[SUPPLIED ENTRIES — start]

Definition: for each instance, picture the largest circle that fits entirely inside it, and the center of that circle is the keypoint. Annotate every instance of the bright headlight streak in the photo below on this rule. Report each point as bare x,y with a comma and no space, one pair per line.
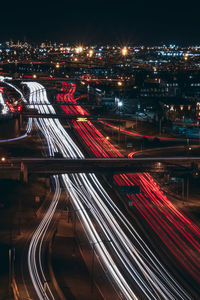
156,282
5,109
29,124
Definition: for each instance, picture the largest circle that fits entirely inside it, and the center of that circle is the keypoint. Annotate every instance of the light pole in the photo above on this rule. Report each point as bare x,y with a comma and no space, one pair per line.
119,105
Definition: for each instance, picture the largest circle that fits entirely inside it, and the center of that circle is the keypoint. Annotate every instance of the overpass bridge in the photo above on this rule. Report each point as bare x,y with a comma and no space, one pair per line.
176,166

[SUPPLIED ENTRIES — finish]

* [TASK REQUIREMENTS]
Print the listing word for word, but omit the pictures.

* [WRITTEN ANSWER]
Definition: for each instance, picture the largest circle that fits entirely inside it, and the center of that circle is the keypoint. Annotate every instance of the bright headlight streak in the photo below on this rule. Report each point as bare x,y with a comma and no space, one pair per line.
156,282
5,109
29,124
Definition: for each instance, picture the largest circle that fits entirely inside it, and the center of that circle is the keypoint. Annotate every instance of the light pole in the photo above on this rule. Report each point as bare x,y with a comma and no space, one pair per line.
119,105
Definition: for each instance, picture the largest circle that fits entirely inside it, and the center of that circle is the keypoint. Annotate every instance of the overpass bridge in the photo above on this rule. Report each point as bare x,y with a comma and no space, one pair per line.
176,166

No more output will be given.